Aim of the exercise => Could you copy, word for word, the part of the entries that opens with the line containing "each like [612,574].", including that line, and runs through the end of the entries?

------ Task input ------

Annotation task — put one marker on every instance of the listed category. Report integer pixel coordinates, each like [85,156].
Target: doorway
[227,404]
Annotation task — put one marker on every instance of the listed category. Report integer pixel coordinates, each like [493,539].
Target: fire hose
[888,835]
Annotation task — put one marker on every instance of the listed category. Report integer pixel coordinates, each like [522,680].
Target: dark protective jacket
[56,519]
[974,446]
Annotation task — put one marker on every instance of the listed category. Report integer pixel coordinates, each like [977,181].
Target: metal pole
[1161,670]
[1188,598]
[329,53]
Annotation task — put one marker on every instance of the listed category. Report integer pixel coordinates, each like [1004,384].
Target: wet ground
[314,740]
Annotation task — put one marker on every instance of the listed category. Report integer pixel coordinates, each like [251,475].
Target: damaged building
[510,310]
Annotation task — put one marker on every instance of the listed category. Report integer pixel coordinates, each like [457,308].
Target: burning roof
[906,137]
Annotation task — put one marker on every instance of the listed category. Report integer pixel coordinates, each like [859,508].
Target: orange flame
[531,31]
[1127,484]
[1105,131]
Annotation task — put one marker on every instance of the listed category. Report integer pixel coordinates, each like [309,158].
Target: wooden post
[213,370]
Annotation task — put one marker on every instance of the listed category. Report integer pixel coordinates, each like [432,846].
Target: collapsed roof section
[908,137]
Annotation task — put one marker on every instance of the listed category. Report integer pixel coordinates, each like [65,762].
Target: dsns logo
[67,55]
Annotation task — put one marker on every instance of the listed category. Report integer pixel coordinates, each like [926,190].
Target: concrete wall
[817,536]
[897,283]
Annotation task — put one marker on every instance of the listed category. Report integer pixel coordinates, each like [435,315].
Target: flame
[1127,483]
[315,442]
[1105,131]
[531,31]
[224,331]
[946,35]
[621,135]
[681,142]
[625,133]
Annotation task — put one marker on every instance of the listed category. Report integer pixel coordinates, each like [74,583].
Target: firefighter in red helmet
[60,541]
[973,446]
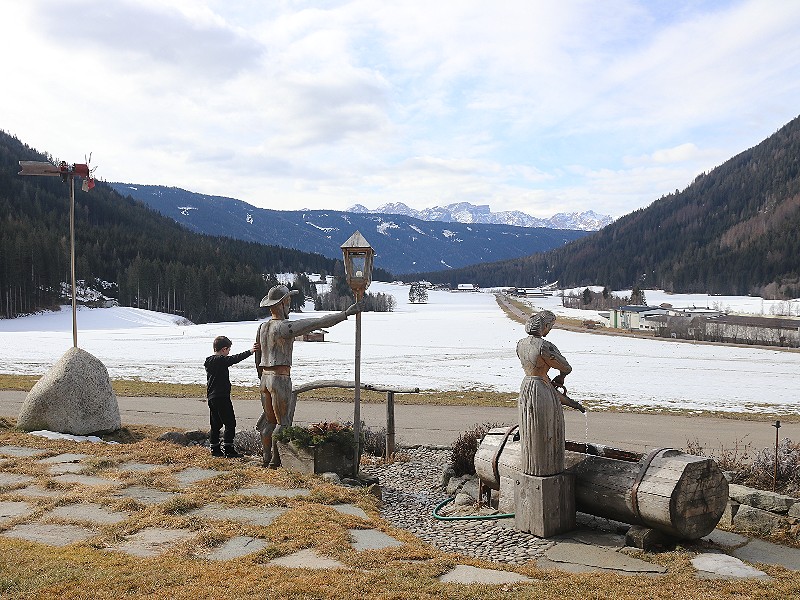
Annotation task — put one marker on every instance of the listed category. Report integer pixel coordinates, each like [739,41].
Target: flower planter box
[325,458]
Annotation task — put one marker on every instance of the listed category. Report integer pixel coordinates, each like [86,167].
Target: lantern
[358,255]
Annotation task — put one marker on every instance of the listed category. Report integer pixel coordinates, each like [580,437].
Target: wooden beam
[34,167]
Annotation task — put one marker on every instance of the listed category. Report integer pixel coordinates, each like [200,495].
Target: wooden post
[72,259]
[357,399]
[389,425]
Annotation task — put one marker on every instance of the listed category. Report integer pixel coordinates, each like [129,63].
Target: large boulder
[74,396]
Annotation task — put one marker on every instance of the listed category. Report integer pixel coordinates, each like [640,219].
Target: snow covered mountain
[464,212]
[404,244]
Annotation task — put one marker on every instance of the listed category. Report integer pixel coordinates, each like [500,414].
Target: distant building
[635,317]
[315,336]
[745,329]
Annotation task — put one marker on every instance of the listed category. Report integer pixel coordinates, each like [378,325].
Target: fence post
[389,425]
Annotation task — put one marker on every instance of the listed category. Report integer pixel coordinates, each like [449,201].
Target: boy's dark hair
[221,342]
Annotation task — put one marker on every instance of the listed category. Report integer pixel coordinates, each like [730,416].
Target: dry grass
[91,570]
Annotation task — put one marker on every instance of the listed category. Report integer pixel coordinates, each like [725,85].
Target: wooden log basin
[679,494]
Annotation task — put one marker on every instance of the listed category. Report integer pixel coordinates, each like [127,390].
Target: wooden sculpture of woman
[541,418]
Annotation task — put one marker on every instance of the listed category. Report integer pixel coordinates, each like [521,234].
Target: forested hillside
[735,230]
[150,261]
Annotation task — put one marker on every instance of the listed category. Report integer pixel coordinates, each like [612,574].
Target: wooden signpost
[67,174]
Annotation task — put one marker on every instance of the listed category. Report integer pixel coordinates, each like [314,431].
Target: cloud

------

Task response =>
Annotation task — put one marker on every instance of the listed category. Report integer pixel coordinates, each like [612,574].
Target: wooden signpost
[67,174]
Annotation task — put one marker on every instance of the listed category. Report integer pixel coordinates, each like [314,431].
Target: cloud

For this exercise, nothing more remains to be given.